EXERCISE REQUIREMENTS: Only one stretch of the data below is wanted: the lines starting at the one with "Please pick out the terracotta" and ending at the one with "Target: woman's dark hair", both included, given again exactly.

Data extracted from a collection
# # # #

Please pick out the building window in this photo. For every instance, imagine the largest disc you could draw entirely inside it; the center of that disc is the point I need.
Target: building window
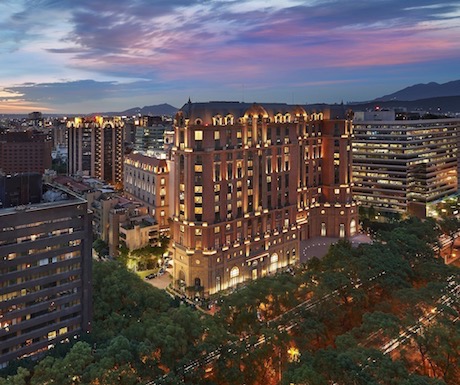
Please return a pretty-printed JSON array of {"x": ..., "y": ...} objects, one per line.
[
  {"x": 234, "y": 276},
  {"x": 273, "y": 263},
  {"x": 198, "y": 135},
  {"x": 323, "y": 229},
  {"x": 352, "y": 227}
]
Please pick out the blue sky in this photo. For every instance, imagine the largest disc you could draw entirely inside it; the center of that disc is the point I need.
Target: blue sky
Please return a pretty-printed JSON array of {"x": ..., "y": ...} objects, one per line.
[{"x": 85, "y": 56}]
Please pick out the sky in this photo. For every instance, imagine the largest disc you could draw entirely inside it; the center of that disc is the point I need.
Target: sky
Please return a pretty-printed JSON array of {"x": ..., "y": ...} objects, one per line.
[{"x": 84, "y": 56}]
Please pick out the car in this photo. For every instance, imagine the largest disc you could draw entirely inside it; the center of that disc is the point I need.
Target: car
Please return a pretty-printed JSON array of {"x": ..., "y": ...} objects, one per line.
[{"x": 150, "y": 276}]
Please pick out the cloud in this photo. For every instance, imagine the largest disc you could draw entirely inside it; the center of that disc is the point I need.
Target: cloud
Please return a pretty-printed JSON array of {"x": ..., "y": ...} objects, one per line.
[{"x": 139, "y": 47}]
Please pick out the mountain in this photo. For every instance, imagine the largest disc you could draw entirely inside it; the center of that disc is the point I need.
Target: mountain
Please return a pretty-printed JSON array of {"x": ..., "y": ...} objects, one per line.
[
  {"x": 424, "y": 91},
  {"x": 156, "y": 110},
  {"x": 440, "y": 105}
]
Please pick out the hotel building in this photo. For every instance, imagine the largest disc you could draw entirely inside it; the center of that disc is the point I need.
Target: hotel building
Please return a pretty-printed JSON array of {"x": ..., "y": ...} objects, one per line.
[
  {"x": 45, "y": 271},
  {"x": 400, "y": 166},
  {"x": 95, "y": 148},
  {"x": 253, "y": 180}
]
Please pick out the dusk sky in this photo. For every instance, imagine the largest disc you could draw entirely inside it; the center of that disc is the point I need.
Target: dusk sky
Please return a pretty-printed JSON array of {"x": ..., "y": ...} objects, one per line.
[{"x": 82, "y": 56}]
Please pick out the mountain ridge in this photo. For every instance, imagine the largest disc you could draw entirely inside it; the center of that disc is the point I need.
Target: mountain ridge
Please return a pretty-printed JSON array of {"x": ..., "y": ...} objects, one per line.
[{"x": 424, "y": 91}]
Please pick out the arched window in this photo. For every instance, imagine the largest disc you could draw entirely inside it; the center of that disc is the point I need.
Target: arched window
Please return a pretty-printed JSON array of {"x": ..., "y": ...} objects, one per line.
[
  {"x": 323, "y": 229},
  {"x": 273, "y": 263},
  {"x": 352, "y": 227},
  {"x": 234, "y": 276}
]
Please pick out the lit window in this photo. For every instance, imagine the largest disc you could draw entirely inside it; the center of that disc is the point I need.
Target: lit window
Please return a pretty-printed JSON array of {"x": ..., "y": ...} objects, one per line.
[{"x": 198, "y": 135}]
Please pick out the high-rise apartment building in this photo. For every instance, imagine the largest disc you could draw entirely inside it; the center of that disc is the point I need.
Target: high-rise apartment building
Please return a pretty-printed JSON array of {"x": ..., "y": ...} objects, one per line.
[
  {"x": 252, "y": 181},
  {"x": 25, "y": 152},
  {"x": 400, "y": 166},
  {"x": 95, "y": 147},
  {"x": 45, "y": 274}
]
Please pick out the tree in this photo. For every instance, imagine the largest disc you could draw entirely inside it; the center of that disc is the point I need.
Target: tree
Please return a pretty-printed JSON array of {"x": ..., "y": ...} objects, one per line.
[
  {"x": 450, "y": 227},
  {"x": 20, "y": 378},
  {"x": 100, "y": 247}
]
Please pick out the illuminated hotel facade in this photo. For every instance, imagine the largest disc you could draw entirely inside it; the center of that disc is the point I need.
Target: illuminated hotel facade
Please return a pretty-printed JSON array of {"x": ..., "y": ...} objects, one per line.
[
  {"x": 95, "y": 147},
  {"x": 252, "y": 181},
  {"x": 45, "y": 274},
  {"x": 400, "y": 166}
]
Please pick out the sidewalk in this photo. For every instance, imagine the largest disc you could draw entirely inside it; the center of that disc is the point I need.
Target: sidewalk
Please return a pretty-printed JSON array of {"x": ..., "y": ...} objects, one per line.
[{"x": 319, "y": 246}]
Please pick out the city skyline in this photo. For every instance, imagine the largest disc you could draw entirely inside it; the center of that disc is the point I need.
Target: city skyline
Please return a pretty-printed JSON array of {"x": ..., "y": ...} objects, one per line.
[{"x": 83, "y": 57}]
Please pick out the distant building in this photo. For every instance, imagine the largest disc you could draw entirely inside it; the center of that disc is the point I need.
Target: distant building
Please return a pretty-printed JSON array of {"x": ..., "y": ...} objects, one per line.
[
  {"x": 25, "y": 152},
  {"x": 115, "y": 218},
  {"x": 401, "y": 166},
  {"x": 95, "y": 148},
  {"x": 35, "y": 119},
  {"x": 147, "y": 180},
  {"x": 20, "y": 189},
  {"x": 252, "y": 181},
  {"x": 45, "y": 271},
  {"x": 149, "y": 133}
]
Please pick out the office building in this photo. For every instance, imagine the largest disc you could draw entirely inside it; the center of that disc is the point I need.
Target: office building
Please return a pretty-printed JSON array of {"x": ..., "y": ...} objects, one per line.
[
  {"x": 25, "y": 152},
  {"x": 95, "y": 148},
  {"x": 252, "y": 181},
  {"x": 401, "y": 166},
  {"x": 45, "y": 270},
  {"x": 146, "y": 179}
]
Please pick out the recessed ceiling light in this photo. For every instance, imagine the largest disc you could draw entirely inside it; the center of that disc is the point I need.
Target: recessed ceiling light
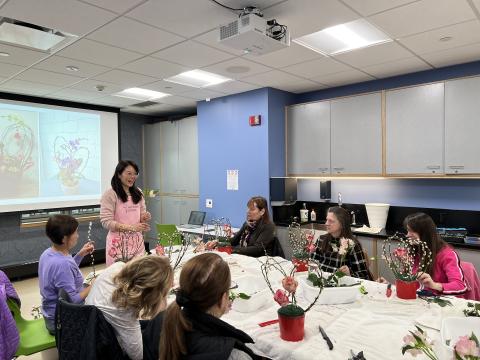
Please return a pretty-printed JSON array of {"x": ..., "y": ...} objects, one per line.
[
  {"x": 72, "y": 68},
  {"x": 141, "y": 94},
  {"x": 197, "y": 78},
  {"x": 344, "y": 37}
]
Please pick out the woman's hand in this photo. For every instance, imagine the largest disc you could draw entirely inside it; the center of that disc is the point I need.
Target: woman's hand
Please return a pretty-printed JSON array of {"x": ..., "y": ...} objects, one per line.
[
  {"x": 86, "y": 249},
  {"x": 344, "y": 269},
  {"x": 427, "y": 281}
]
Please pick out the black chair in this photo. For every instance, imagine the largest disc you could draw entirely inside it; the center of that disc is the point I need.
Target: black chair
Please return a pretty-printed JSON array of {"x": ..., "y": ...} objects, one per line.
[{"x": 83, "y": 333}]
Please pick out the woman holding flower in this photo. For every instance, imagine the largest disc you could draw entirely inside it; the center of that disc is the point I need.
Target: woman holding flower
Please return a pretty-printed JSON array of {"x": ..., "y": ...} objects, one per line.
[
  {"x": 122, "y": 209},
  {"x": 339, "y": 250},
  {"x": 444, "y": 275}
]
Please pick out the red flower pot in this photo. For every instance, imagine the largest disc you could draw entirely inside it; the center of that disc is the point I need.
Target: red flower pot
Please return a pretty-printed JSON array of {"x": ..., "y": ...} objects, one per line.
[
  {"x": 292, "y": 328},
  {"x": 300, "y": 265},
  {"x": 406, "y": 289},
  {"x": 227, "y": 249}
]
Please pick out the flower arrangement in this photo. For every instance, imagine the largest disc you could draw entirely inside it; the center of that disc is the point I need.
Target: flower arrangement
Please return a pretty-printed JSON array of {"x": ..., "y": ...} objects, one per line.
[
  {"x": 71, "y": 158},
  {"x": 418, "y": 342},
  {"x": 408, "y": 259}
]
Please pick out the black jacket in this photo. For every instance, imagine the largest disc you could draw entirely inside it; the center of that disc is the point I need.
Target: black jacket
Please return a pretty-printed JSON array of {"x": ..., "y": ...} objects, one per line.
[{"x": 262, "y": 238}]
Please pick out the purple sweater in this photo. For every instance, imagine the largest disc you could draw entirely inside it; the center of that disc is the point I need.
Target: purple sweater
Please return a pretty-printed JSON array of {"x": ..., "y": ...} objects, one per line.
[{"x": 57, "y": 271}]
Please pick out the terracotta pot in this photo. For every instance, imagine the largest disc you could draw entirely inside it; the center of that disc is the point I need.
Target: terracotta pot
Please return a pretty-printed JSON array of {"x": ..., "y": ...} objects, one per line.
[
  {"x": 300, "y": 265},
  {"x": 406, "y": 289},
  {"x": 292, "y": 328}
]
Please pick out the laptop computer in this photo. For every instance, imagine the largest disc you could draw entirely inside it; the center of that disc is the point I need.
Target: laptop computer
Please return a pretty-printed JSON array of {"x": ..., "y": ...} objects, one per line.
[{"x": 195, "y": 220}]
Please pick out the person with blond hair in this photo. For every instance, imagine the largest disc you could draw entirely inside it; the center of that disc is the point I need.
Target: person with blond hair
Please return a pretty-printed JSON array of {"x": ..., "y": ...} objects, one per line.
[{"x": 127, "y": 292}]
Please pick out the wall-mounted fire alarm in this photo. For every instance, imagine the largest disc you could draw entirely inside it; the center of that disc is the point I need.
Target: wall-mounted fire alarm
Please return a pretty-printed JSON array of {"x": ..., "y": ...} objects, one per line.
[{"x": 254, "y": 120}]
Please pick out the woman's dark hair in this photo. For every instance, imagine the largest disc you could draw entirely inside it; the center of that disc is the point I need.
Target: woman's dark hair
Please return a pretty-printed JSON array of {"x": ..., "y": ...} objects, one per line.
[
  {"x": 59, "y": 226},
  {"x": 203, "y": 282},
  {"x": 343, "y": 218},
  {"x": 423, "y": 225},
  {"x": 117, "y": 183},
  {"x": 261, "y": 203}
]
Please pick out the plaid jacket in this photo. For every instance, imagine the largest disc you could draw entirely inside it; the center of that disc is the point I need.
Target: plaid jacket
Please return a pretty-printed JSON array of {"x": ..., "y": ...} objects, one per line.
[{"x": 330, "y": 261}]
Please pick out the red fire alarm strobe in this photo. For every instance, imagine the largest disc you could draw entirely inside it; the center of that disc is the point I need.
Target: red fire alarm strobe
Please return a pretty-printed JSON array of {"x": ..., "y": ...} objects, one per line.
[{"x": 254, "y": 120}]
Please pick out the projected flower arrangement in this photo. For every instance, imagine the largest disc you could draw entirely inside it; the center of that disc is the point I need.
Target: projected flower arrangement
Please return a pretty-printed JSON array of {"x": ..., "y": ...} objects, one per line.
[{"x": 71, "y": 157}]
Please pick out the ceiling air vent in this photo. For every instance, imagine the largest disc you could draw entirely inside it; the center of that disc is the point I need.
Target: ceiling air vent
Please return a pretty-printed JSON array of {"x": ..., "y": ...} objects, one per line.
[{"x": 31, "y": 36}]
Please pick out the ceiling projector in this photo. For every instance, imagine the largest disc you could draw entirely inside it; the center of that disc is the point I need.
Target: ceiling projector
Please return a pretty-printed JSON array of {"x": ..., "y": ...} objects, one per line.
[{"x": 254, "y": 35}]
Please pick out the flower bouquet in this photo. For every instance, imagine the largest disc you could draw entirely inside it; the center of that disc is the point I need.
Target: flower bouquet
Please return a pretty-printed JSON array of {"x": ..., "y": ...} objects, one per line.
[
  {"x": 407, "y": 258},
  {"x": 290, "y": 315}
]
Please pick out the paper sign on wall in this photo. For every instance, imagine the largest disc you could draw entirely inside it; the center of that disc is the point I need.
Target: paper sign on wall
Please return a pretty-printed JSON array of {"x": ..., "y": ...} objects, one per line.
[{"x": 232, "y": 179}]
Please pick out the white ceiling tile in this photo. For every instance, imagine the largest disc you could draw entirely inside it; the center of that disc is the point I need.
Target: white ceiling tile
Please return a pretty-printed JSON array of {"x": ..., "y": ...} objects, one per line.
[
  {"x": 422, "y": 16},
  {"x": 294, "y": 54},
  {"x": 184, "y": 17},
  {"x": 47, "y": 77},
  {"x": 7, "y": 70},
  {"x": 237, "y": 68},
  {"x": 369, "y": 7},
  {"x": 462, "y": 34},
  {"x": 343, "y": 78},
  {"x": 154, "y": 67},
  {"x": 454, "y": 56},
  {"x": 233, "y": 87},
  {"x": 202, "y": 94},
  {"x": 307, "y": 16},
  {"x": 192, "y": 54},
  {"x": 397, "y": 67},
  {"x": 376, "y": 54},
  {"x": 135, "y": 36},
  {"x": 118, "y": 6},
  {"x": 65, "y": 15},
  {"x": 125, "y": 78},
  {"x": 20, "y": 56},
  {"x": 58, "y": 64},
  {"x": 96, "y": 53},
  {"x": 316, "y": 67}
]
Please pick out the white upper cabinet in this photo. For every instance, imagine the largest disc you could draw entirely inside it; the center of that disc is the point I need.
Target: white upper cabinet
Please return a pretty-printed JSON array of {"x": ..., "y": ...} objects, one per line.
[
  {"x": 415, "y": 130},
  {"x": 357, "y": 135},
  {"x": 462, "y": 126},
  {"x": 308, "y": 139}
]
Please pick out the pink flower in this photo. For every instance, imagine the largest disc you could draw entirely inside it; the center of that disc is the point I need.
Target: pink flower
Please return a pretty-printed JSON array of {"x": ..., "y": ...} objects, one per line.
[
  {"x": 281, "y": 297},
  {"x": 289, "y": 284},
  {"x": 466, "y": 347}
]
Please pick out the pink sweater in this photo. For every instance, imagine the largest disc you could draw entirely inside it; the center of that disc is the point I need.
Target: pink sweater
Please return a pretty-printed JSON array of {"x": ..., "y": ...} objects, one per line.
[
  {"x": 108, "y": 204},
  {"x": 447, "y": 271}
]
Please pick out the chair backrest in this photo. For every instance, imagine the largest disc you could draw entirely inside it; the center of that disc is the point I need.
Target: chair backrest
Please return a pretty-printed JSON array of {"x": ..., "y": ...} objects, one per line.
[{"x": 166, "y": 232}]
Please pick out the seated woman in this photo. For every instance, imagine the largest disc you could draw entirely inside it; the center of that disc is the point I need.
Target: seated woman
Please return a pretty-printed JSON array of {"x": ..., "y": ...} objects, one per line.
[
  {"x": 257, "y": 234},
  {"x": 125, "y": 292},
  {"x": 353, "y": 263},
  {"x": 57, "y": 269},
  {"x": 444, "y": 275},
  {"x": 192, "y": 328}
]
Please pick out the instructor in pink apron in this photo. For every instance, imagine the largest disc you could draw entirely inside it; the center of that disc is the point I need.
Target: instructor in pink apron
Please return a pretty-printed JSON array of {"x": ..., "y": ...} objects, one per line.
[{"x": 123, "y": 214}]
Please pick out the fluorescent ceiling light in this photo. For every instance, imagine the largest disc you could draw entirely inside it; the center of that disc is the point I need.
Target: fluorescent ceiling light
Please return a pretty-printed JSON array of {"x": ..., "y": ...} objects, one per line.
[
  {"x": 344, "y": 37},
  {"x": 197, "y": 78},
  {"x": 141, "y": 94}
]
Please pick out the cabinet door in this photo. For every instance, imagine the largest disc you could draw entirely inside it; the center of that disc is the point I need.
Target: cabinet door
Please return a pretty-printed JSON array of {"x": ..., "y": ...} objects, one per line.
[
  {"x": 188, "y": 156},
  {"x": 357, "y": 135},
  {"x": 415, "y": 130},
  {"x": 462, "y": 126},
  {"x": 308, "y": 138},
  {"x": 169, "y": 157}
]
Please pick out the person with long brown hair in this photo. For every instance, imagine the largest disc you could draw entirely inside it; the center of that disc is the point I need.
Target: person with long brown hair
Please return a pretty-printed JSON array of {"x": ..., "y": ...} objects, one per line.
[
  {"x": 126, "y": 292},
  {"x": 444, "y": 275},
  {"x": 192, "y": 328},
  {"x": 257, "y": 233},
  {"x": 353, "y": 263}
]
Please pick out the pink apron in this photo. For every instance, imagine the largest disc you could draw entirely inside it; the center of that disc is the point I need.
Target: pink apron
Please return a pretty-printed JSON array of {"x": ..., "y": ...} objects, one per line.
[{"x": 125, "y": 245}]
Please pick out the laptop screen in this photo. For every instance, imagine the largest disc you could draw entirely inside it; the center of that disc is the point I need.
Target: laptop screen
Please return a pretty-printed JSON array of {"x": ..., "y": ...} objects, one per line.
[{"x": 196, "y": 217}]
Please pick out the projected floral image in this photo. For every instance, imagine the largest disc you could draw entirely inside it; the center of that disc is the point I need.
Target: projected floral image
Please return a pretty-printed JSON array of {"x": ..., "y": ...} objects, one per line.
[{"x": 18, "y": 154}]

# # # #

THE ANSWER:
Please pick out the terracotta pot in this photo. For every instance, imagine the largest disc you could draw entirely inside it; the center of that disc is the point I need.
Target: terracotta pot
Please return a pretty-printed JSON array of {"x": ..., "y": ...} objects, one per line.
[
  {"x": 300, "y": 265},
  {"x": 406, "y": 289},
  {"x": 292, "y": 328}
]
Please pick out the laptop computer in this photo. For every instance, imagine the largest disc you could draw entirely inside it; the center of that disc is the point I need.
Target: laptop computer
Please return a pretty-printed JSON array of {"x": ..., "y": ...} objects, one per line.
[{"x": 195, "y": 220}]
Please pick out the person with blond hair in this photo. For every instance, imagine the largest disc you could draw entirely inside it; the center of that disc is the point I need.
Target: person with blond hair
Please return a pretty-printed JSON array of {"x": ..., "y": ...} objects, one per line.
[{"x": 127, "y": 292}]
Please pick out the wall-mounted fire alarm in this photo. For every instance, imagine the largest disc you could draw entirely inside it; the center of that disc is the point I need.
Target: wall-mounted fire alarm
Please return a pretty-printed JSON array of {"x": ..., "y": ...} objects, one per line.
[{"x": 254, "y": 120}]
Please pick out the woman's dark hair in this photo. For every instance, imagine the largest disc you could draw entirely inside it; the center of that disc is the point I need.
Target: woman's dark hair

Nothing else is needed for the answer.